Free-text object descriptions:
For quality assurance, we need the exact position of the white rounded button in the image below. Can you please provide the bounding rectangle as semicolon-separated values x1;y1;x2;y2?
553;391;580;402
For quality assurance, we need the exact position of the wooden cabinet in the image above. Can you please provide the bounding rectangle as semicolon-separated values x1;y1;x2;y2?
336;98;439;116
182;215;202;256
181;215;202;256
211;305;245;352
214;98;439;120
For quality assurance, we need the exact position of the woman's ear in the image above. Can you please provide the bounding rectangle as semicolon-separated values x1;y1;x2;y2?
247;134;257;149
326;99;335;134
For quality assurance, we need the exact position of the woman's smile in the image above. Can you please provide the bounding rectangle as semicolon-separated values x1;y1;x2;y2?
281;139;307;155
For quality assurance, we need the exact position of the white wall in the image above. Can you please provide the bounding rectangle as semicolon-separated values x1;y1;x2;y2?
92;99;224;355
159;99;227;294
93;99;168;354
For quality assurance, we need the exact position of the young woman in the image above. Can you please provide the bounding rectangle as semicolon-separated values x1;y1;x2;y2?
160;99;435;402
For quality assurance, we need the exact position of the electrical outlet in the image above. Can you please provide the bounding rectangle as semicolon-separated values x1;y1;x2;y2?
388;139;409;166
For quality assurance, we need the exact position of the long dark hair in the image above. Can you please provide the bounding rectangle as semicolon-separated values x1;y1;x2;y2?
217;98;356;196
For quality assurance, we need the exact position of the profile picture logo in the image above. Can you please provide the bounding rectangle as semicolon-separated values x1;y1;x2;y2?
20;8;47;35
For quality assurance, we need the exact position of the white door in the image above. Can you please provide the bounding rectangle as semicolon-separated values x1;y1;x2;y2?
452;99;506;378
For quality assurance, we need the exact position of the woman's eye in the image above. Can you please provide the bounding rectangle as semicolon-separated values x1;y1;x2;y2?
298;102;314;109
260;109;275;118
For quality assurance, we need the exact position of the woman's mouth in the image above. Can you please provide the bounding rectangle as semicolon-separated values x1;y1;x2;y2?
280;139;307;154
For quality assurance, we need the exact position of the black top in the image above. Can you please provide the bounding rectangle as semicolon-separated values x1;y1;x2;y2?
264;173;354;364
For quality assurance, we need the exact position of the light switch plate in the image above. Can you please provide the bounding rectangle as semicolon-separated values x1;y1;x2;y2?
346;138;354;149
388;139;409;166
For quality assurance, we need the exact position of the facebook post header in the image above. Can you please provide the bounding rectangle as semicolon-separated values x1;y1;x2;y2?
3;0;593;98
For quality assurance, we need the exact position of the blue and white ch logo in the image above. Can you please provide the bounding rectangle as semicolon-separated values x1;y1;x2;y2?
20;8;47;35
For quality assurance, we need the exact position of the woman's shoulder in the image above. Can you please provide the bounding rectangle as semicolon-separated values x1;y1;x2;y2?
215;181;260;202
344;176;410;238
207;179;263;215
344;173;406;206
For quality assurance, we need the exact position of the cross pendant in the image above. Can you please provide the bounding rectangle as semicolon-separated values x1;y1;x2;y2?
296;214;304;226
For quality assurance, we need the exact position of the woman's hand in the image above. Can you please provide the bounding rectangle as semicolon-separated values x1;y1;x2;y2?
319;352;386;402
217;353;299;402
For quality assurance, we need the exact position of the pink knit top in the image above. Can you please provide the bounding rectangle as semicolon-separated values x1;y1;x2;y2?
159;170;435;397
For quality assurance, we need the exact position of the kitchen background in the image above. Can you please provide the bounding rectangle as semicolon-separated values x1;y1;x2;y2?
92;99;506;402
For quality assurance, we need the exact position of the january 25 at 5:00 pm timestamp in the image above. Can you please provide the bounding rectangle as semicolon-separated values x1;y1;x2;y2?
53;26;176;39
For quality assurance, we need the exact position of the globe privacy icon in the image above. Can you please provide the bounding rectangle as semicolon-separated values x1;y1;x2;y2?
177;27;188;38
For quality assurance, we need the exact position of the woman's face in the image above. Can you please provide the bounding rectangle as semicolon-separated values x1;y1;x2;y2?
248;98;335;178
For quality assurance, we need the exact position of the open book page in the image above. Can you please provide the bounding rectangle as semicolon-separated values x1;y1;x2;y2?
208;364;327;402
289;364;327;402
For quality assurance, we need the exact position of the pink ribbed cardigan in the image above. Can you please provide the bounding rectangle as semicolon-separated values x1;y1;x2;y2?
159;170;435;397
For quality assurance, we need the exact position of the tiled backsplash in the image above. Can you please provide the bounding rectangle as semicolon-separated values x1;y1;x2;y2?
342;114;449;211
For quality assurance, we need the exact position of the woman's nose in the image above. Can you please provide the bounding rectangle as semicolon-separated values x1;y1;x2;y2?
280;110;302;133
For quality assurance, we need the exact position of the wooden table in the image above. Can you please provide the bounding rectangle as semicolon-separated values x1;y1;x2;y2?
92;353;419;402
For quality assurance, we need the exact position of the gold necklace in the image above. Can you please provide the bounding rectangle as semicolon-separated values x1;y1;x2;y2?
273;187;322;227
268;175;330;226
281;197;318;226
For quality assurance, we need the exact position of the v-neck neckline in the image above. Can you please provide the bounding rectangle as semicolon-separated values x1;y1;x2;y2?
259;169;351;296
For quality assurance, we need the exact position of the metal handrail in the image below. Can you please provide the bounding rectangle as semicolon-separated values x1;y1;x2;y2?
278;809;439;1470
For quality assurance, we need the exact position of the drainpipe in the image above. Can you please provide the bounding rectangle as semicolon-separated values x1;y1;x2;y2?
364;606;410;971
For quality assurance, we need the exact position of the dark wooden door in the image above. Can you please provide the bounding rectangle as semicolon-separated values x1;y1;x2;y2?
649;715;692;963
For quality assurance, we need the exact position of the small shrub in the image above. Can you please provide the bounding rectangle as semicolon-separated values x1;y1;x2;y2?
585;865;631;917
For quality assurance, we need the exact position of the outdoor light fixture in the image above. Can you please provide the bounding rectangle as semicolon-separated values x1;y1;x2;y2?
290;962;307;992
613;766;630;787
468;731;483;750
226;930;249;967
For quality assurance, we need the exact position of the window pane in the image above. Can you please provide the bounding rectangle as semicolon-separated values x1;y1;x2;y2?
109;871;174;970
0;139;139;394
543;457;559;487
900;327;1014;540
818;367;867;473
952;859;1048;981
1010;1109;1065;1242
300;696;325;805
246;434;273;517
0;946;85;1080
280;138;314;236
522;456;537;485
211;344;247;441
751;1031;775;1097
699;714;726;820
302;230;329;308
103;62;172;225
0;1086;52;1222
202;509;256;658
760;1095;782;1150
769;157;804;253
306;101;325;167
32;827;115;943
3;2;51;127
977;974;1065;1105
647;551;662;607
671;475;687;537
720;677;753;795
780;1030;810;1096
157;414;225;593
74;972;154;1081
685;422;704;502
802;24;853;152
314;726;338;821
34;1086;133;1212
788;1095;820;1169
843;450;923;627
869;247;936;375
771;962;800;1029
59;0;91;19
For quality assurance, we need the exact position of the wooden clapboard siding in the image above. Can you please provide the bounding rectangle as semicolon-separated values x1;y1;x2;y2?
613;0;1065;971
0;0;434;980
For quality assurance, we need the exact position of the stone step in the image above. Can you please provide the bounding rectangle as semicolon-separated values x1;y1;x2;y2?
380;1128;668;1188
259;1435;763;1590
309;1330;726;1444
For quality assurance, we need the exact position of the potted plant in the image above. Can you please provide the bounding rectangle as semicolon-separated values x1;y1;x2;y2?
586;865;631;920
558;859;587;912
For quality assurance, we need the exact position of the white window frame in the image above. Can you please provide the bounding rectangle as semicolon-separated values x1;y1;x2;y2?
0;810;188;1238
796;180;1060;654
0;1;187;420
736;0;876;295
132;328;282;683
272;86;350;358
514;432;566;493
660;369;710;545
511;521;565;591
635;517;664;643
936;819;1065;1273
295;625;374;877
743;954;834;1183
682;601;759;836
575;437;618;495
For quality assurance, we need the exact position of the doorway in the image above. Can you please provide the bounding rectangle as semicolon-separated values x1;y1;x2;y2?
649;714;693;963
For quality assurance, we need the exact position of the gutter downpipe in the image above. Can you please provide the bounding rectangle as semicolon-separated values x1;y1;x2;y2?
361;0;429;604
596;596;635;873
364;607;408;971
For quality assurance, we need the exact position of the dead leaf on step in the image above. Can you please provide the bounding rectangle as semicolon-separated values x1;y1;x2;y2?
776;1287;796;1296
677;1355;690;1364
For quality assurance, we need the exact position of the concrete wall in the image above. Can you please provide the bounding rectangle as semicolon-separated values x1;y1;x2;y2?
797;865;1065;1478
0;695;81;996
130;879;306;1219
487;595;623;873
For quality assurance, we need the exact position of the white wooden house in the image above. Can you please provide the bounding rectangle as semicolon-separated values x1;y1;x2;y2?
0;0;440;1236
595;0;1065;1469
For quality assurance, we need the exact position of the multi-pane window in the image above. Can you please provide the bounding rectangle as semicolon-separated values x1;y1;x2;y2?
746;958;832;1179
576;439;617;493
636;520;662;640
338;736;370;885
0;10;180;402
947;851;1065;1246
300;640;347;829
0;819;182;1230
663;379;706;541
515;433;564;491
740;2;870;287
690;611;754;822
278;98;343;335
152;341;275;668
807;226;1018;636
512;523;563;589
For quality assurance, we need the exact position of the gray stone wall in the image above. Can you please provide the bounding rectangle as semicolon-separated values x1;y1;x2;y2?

What the task asks: The expected output is the lines from the one holding "For quality assurance, we need the exact position of the gutter" through the last line of the data, exactly as they appear, with nothing before or after.

Written response:
For quality assurance, we need the exact position of the gutter downpipe in the image above. Can you please provide the bounding rectangle as semicolon-separated values x1;y1;x2;y2?
361;0;429;604
596;596;635;873
364;607;408;971
For quality assurance, we need the exact position of the dead leaf on step in the image above. Can you please provide the bounding rectangle as semicolon-separated values x1;y1;x2;y2?
776;1287;796;1296
677;1355;690;1364
For quality assurance, we need the exact position of the concrete wall in the image above. Can you please provide the bounding rectangle as semicolon-separated values x1;y1;x2;y2?
797;865;1065;1478
0;695;81;996
130;879;306;1219
487;595;623;873
For quality assurance, we need the exact position of the white wooden house in the image above. Can you please provide the bounding rectangle as semicolon-separated values x1;y1;x2;y2?
0;0;440;1236
595;0;1065;1469
For quality assurance, we need the exact position of the multi-pane window in the image above. Can you please provide the bounding rectangle as semicolon-separated values x1;y1;x2;y2?
746;958;832;1179
576;439;617;493
636;520;662;640
338;736;370;885
0;10;180;402
947;851;1065;1246
300;640;347;829
0;819;182;1230
663;379;706;541
515;433;564;491
740;2;870;287
690;611;754;822
278;98;343;335
152;341;275;668
807;226;1018;636
512;523;563;589
For quality assurance, we need the exact position of the gray stone wall in the image above. Can you please provide the bounding rectangle as semicolon-separated values x1;y1;x2;y2?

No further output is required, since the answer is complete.